→ **EXERCICE**
Mets en forme les données en CSV à deux colonnes nommées texte et reponse, à partir de la ligne qui contient « find the short gray hair » et jusqu'à la fin des données. Fais une ligne par texte avec sa réponse, chaque champ entre guillemets et les sauts de ligne remplacés par des espaces.

[Données d'un jeu d'annotation par points]
%%

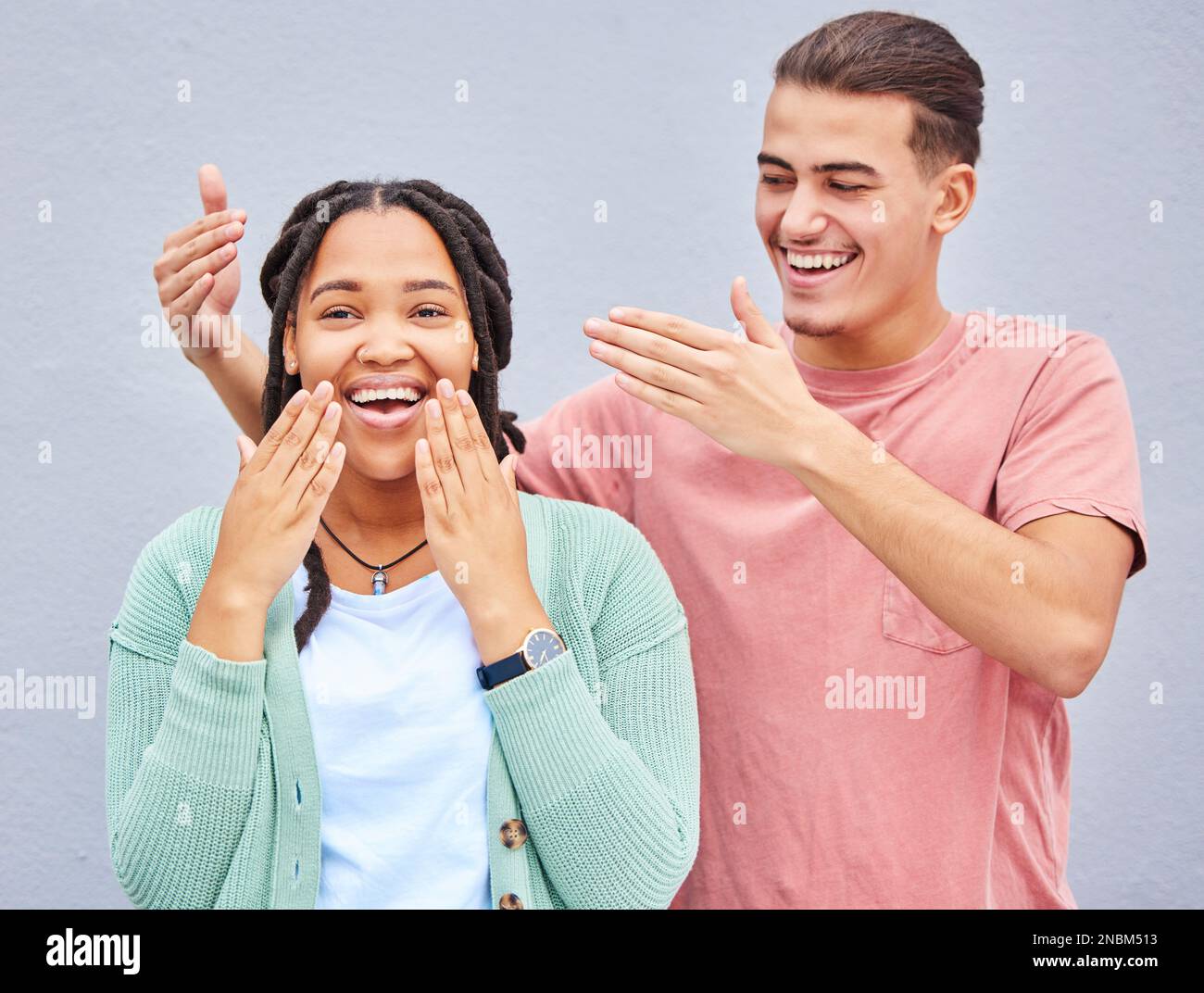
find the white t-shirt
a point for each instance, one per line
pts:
(402, 735)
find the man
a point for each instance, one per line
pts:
(899, 534)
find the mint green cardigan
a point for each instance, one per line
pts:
(212, 791)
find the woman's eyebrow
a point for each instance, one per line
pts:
(409, 285)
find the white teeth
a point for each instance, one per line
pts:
(396, 393)
(819, 261)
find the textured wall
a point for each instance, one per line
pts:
(565, 108)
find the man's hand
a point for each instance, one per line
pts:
(743, 389)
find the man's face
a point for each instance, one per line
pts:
(873, 207)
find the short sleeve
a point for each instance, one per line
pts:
(576, 449)
(1072, 448)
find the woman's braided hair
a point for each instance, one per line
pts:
(482, 272)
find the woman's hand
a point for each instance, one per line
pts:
(282, 489)
(474, 525)
(197, 273)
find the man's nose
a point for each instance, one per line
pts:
(805, 217)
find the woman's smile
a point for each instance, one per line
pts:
(384, 402)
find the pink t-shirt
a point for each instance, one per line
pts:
(856, 751)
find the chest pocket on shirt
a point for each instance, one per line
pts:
(908, 622)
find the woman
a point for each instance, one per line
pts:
(380, 675)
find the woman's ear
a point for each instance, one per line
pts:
(290, 354)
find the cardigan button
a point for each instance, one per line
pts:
(513, 833)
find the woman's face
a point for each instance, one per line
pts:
(382, 309)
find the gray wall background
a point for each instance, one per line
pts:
(602, 101)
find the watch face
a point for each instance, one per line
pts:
(542, 647)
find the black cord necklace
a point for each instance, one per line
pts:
(378, 577)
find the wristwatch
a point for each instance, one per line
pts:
(538, 647)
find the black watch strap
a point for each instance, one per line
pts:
(498, 672)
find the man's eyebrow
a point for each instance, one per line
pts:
(867, 170)
(409, 285)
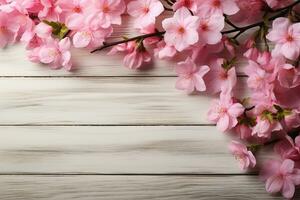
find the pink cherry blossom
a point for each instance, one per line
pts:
(74, 10)
(281, 177)
(289, 76)
(286, 36)
(258, 78)
(264, 127)
(220, 79)
(228, 7)
(56, 53)
(288, 149)
(43, 30)
(191, 76)
(135, 56)
(88, 36)
(225, 112)
(50, 10)
(250, 11)
(277, 3)
(243, 155)
(107, 12)
(145, 11)
(181, 30)
(164, 51)
(190, 4)
(8, 29)
(210, 28)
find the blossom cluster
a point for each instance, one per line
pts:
(211, 38)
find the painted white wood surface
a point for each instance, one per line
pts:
(133, 188)
(106, 132)
(104, 101)
(115, 150)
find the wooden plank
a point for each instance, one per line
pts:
(133, 188)
(115, 150)
(14, 63)
(104, 101)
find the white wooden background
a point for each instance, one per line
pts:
(105, 132)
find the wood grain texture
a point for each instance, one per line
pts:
(107, 132)
(133, 100)
(133, 188)
(15, 63)
(115, 150)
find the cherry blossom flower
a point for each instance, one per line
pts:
(8, 29)
(258, 77)
(190, 4)
(107, 12)
(50, 10)
(281, 177)
(288, 149)
(74, 10)
(286, 37)
(250, 11)
(243, 155)
(210, 28)
(220, 79)
(191, 76)
(181, 30)
(225, 112)
(135, 55)
(228, 7)
(56, 53)
(264, 127)
(145, 11)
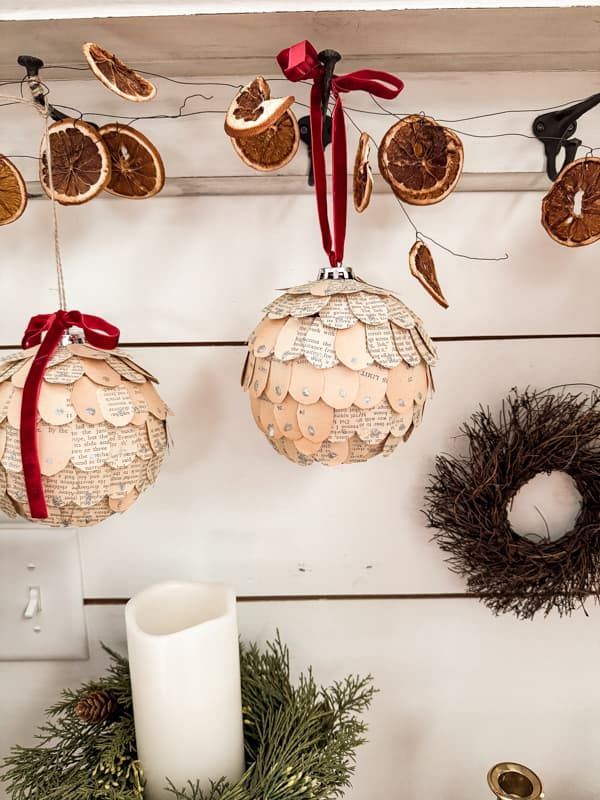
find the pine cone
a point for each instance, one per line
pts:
(96, 707)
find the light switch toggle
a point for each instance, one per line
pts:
(34, 604)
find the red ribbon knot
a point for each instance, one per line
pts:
(48, 330)
(301, 62)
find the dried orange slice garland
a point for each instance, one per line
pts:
(422, 266)
(362, 180)
(252, 110)
(80, 162)
(571, 209)
(116, 75)
(421, 160)
(13, 192)
(273, 148)
(137, 170)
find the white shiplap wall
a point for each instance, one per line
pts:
(460, 689)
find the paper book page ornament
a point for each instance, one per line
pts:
(82, 428)
(338, 371)
(96, 437)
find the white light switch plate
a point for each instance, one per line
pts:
(46, 560)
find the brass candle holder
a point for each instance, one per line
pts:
(510, 781)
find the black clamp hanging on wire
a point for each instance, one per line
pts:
(33, 65)
(329, 59)
(555, 129)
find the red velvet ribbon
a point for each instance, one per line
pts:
(301, 62)
(98, 333)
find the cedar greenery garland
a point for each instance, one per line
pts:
(300, 740)
(468, 497)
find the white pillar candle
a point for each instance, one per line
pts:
(183, 648)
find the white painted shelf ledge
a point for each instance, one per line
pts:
(193, 186)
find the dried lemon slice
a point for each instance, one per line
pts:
(273, 148)
(571, 209)
(252, 111)
(116, 75)
(80, 162)
(13, 192)
(137, 170)
(362, 180)
(421, 160)
(422, 266)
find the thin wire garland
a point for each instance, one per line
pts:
(383, 111)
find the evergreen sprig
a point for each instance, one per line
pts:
(300, 740)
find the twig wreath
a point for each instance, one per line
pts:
(300, 740)
(468, 497)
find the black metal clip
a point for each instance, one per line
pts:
(329, 59)
(554, 130)
(33, 65)
(304, 125)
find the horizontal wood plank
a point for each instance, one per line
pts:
(412, 39)
(178, 252)
(199, 185)
(195, 282)
(226, 507)
(459, 689)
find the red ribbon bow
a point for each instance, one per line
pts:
(301, 62)
(98, 333)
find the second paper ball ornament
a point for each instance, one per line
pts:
(338, 371)
(101, 433)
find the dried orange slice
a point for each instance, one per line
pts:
(137, 170)
(421, 160)
(273, 148)
(13, 192)
(571, 209)
(422, 267)
(252, 111)
(116, 75)
(362, 180)
(80, 162)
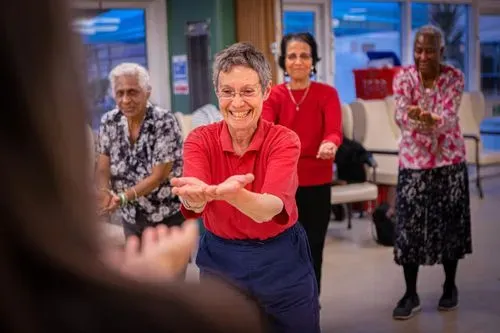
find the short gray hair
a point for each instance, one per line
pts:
(130, 69)
(242, 54)
(432, 30)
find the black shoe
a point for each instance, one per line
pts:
(449, 299)
(407, 307)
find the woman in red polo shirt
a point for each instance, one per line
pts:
(312, 110)
(241, 176)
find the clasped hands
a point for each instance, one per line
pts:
(197, 193)
(425, 119)
(327, 150)
(108, 201)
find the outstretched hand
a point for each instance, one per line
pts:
(230, 187)
(191, 189)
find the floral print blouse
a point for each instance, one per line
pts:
(159, 141)
(442, 146)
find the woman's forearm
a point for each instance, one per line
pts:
(259, 207)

%%

→ **RÉPONSE**
texte,reponse
"find the short gray hair a point for each instance, one per line pts:","(130, 69) (242, 54) (432, 30)"
"find the black shoe a point for each instance, one per line pts:","(449, 299) (407, 307)"
"find the woman in red polo shirt a point for each instance, one per line pts:","(312, 110) (241, 176)"
"find the clasped hands a point for each instance, one per line pts:","(197, 193) (425, 119) (327, 150) (108, 201)"
"find the outstretched hand a point for each instance, one per line pts:","(230, 187) (191, 189)"
"find the floral print blouse a point for each instance, one per line pts:","(159, 141) (442, 146)"
"find the woman's forearm a point for each instance, one per line pts:","(259, 207)"